DO THIS: Count the lines below that contain the string "stem", treating uppercase and lowercase as different, and reply with the number alone.

ROWS:
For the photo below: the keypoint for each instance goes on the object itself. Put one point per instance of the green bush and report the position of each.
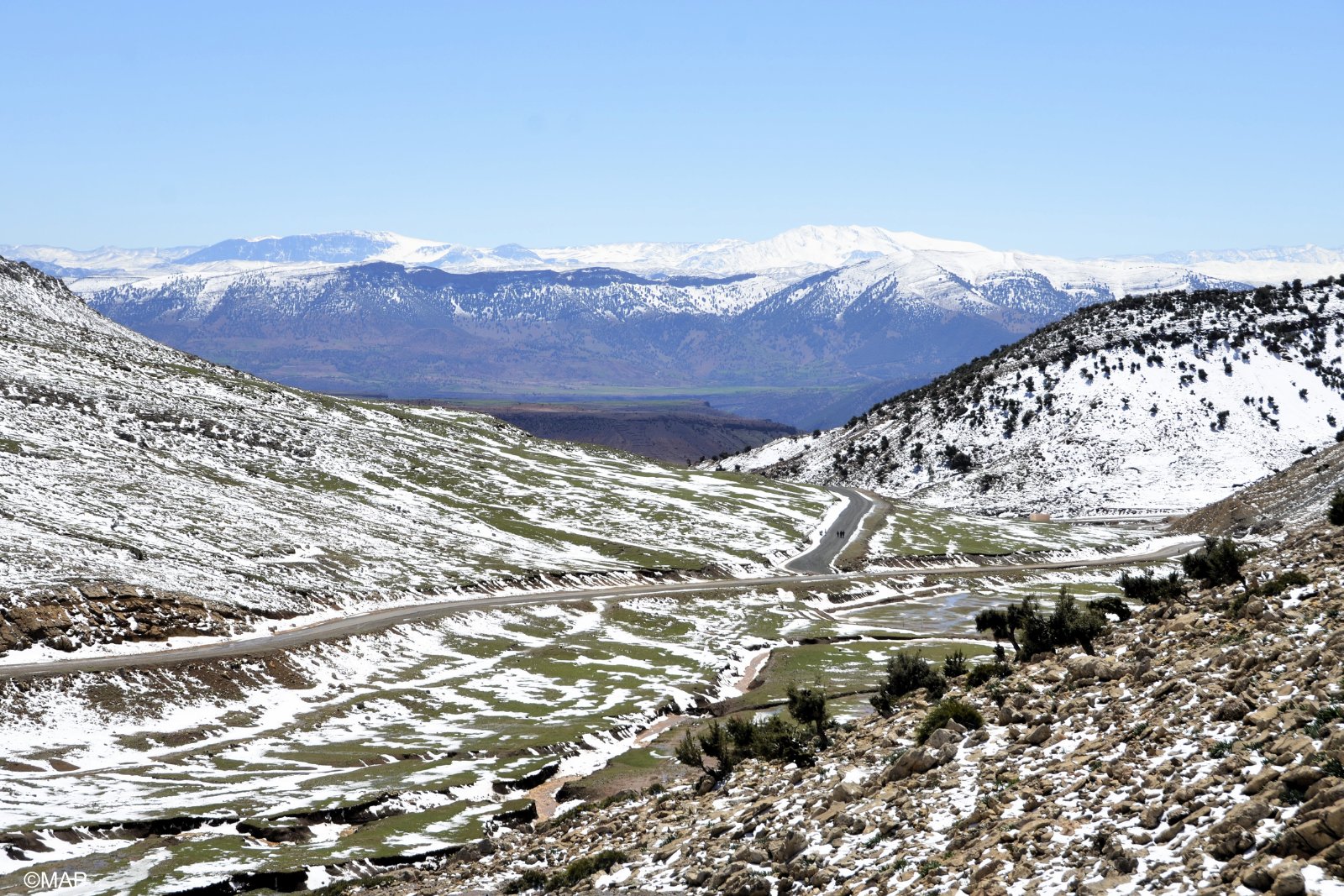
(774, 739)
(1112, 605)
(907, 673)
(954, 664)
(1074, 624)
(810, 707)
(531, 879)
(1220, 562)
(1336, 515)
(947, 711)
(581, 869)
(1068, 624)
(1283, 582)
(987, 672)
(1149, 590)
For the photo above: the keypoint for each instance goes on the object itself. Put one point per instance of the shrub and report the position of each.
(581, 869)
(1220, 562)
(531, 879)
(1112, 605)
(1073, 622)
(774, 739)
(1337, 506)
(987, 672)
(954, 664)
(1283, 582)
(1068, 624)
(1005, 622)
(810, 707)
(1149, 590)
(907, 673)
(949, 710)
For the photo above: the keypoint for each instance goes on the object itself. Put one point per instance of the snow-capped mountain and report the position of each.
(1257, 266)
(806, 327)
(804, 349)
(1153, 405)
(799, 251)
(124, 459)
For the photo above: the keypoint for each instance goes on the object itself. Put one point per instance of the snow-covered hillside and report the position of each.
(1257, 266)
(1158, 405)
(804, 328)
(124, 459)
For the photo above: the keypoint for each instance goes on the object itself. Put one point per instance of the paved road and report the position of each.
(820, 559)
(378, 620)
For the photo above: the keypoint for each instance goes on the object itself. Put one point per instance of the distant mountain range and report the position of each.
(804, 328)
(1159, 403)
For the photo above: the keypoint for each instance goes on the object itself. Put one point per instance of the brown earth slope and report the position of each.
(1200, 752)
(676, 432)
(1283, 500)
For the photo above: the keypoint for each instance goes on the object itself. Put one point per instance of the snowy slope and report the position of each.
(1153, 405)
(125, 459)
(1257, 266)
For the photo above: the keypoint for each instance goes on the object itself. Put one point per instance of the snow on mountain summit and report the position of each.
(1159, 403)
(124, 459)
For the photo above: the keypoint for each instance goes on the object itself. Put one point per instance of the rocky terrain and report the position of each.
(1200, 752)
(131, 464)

---

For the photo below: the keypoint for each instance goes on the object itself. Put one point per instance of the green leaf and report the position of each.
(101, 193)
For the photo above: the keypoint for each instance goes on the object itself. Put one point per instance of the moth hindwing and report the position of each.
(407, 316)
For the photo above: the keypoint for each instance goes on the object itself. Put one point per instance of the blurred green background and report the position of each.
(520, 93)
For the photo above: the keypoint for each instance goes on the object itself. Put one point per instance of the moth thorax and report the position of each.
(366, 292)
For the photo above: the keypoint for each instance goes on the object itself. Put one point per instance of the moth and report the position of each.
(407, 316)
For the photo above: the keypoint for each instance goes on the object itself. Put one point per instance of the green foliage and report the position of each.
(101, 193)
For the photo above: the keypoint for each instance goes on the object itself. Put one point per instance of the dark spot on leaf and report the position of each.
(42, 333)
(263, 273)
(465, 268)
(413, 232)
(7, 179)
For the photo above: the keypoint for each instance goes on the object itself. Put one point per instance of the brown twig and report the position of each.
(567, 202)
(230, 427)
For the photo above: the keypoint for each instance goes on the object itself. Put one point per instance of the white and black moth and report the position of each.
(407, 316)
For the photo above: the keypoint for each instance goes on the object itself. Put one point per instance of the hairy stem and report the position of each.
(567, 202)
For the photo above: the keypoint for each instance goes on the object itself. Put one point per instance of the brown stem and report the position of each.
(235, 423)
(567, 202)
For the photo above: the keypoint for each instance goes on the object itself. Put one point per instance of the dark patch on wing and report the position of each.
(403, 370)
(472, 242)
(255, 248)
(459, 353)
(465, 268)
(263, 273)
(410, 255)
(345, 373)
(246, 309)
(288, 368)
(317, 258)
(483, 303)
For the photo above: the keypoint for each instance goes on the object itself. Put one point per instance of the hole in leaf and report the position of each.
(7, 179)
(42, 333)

THE SOLUTION: 2